◆ WHAT NEEDS TO BE DONE ◆
Return all entries precisely as they stand, without the images.
== DATA TO PROCESS ==
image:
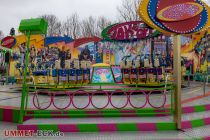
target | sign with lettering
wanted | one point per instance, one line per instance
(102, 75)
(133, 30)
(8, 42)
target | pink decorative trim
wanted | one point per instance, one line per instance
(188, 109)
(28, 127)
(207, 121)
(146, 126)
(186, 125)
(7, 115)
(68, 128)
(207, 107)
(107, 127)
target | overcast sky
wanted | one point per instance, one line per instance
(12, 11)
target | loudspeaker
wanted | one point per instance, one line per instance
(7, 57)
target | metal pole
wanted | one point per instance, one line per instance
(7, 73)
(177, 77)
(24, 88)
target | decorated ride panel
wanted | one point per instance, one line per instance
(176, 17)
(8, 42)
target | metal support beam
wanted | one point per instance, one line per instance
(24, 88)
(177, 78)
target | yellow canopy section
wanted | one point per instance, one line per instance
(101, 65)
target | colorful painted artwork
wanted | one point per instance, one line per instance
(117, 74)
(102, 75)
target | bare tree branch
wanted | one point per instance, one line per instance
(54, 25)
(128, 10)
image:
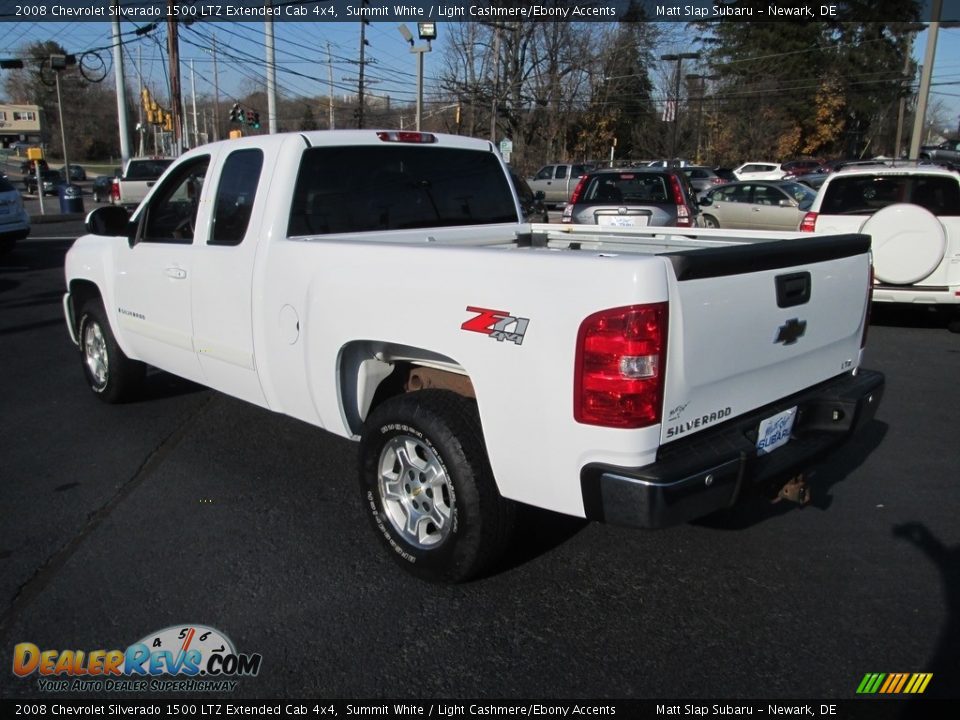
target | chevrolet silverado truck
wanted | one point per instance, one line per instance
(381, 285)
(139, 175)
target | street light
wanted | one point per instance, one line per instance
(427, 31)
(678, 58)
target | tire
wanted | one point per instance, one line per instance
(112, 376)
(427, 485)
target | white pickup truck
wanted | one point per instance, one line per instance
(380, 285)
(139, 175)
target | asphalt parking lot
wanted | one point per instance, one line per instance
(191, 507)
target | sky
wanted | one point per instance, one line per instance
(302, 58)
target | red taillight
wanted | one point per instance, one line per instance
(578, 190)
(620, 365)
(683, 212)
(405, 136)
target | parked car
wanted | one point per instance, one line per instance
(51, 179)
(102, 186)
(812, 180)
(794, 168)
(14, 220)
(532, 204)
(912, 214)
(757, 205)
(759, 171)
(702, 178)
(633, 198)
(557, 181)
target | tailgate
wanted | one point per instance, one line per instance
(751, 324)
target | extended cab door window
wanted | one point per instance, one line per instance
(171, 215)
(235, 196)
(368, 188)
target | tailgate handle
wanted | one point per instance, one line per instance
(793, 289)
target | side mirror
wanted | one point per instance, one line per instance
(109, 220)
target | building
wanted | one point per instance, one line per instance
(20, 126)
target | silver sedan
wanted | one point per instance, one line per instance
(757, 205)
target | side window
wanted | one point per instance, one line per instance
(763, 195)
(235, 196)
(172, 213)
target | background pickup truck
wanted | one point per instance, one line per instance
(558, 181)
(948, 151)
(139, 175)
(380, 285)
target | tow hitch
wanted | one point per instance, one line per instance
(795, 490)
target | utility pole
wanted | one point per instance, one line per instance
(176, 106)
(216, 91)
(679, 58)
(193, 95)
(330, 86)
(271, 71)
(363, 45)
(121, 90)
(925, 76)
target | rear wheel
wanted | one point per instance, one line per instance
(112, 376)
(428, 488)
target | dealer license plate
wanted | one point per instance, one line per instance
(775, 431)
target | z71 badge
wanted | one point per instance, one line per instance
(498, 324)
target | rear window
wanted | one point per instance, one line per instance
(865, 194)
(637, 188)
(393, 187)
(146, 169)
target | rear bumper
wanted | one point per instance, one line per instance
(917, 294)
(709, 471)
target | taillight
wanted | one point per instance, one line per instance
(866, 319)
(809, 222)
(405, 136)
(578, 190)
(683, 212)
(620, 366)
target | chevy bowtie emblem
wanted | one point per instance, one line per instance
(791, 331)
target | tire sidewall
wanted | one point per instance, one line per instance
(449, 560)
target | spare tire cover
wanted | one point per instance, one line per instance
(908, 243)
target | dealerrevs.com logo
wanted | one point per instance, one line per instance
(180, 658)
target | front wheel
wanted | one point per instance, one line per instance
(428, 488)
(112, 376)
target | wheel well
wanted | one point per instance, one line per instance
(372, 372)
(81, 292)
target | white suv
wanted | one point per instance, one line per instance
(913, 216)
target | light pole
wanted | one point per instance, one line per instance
===
◆ THE COMPLETED TASK ◆
image:
target | sign with lettering
wanted | one point per instance, one line per instance
(102, 75)
(133, 30)
(8, 42)
target | pink decorative trim
wanted | one point per instance, one line per instance
(188, 109)
(28, 127)
(207, 121)
(146, 126)
(186, 125)
(7, 115)
(68, 128)
(207, 107)
(107, 127)
target | overcast sky
wanted | one point per instance, one line per instance
(12, 11)
target | loudspeaker
wanted | one point per instance, one line per instance
(7, 57)
target | metal pole
wanted | one point per instance, one line per instance
(7, 73)
(177, 77)
(24, 88)
target | decorated ride panel
wanted | one point per instance, one line per instance
(176, 17)
(8, 42)
target | metal support beam
wanted | one point per instance, one line per instance
(24, 88)
(177, 78)
target | yellow canopy section
wanted | one point per instance, one line per instance
(101, 65)
target | colorful painted artwork
wanted | one point per instance, one line per instance
(117, 74)
(102, 75)
target | bare tree branch
wanted | one point per instance, one line per instance
(54, 25)
(128, 10)
image:
target | chevrolet silverado truck
wanted | one point per instance, one line per instance
(381, 285)
(139, 175)
target | street light
wanted | one point per instance, one line per instance
(427, 31)
(678, 58)
target | tire
wanted | one point per instance, one line per instance
(112, 376)
(427, 485)
target | white pickup truck
wanted | one point per instance, one line per instance
(380, 285)
(139, 175)
target | asphalt parking lot
wanted | one point per instance, one line per instance
(191, 507)
target | sky
wanted | one point per instance, one line per instance
(302, 58)
target | red taillight
wanted | one point per instance, one line per instance
(578, 190)
(620, 365)
(683, 212)
(405, 136)
target | parked car
wanted | one point per instance, one line per instance
(51, 179)
(102, 186)
(812, 180)
(794, 168)
(14, 220)
(532, 204)
(912, 214)
(757, 205)
(759, 171)
(702, 178)
(633, 198)
(557, 181)
target | tailgate
wanted | one point per instance, one line per instance
(751, 324)
target | extended cab door window
wanted | one point per instance, one line per instance
(171, 215)
(235, 196)
(368, 188)
target | tailgate handle
wanted | one point per instance, one line per instance
(793, 289)
target | side mirror
wanted | one point per instance, one line per instance
(109, 220)
target | building
wanted | one point per instance, one line per instance
(20, 126)
target | silver sedan
wanted | one point per instance, one line per instance
(757, 205)
target | side window
wanted | one point per instance, one line per instance
(763, 195)
(235, 196)
(172, 213)
target | background pickup truck
wanted | one point per instance, one line per instance
(558, 181)
(948, 151)
(139, 175)
(380, 285)
target | tow hitch
wanted | one point per instance, one line per instance
(795, 490)
target | utility pole
wanted | one point per instance, one line per instance
(176, 106)
(216, 91)
(679, 58)
(193, 95)
(330, 86)
(271, 71)
(363, 45)
(121, 90)
(925, 76)
target | rear wheel
wanted | one point per instance, one line per instance
(112, 376)
(428, 488)
target | dealer license plate
wanted | one point per instance, one line per instance
(775, 431)
target | z71 badge
wanted | one point per instance, one line per instance
(498, 324)
target | rear window
wanted | one point per instance, one line per instance
(865, 194)
(637, 188)
(393, 187)
(146, 169)
target | rear bumper
wanted | one point per instance, one line per instance
(917, 294)
(709, 471)
target | taillight
wanted | one point per instance, one line per instance
(866, 319)
(809, 222)
(405, 136)
(578, 190)
(683, 212)
(620, 366)
target | chevy bowtie emblem
wanted | one point per instance, one line per instance
(791, 331)
target | tire sidewall
wanted | one point per instance, one line per instance
(449, 560)
target | spare tire cover
wanted | one point per instance, one line per instance
(908, 243)
target | dealerrevs.com logo
wanted | one point per instance, one line per instance
(180, 658)
target | front wheel
wanted | one point per instance, one line per instance
(428, 488)
(112, 376)
target | wheel well
wanted | one point per instance, one line per instance
(372, 372)
(81, 292)
target | white suv
wanted | one point per instance, one line per instance
(913, 216)
target | light pole
wanted | one point per instance, one line per instance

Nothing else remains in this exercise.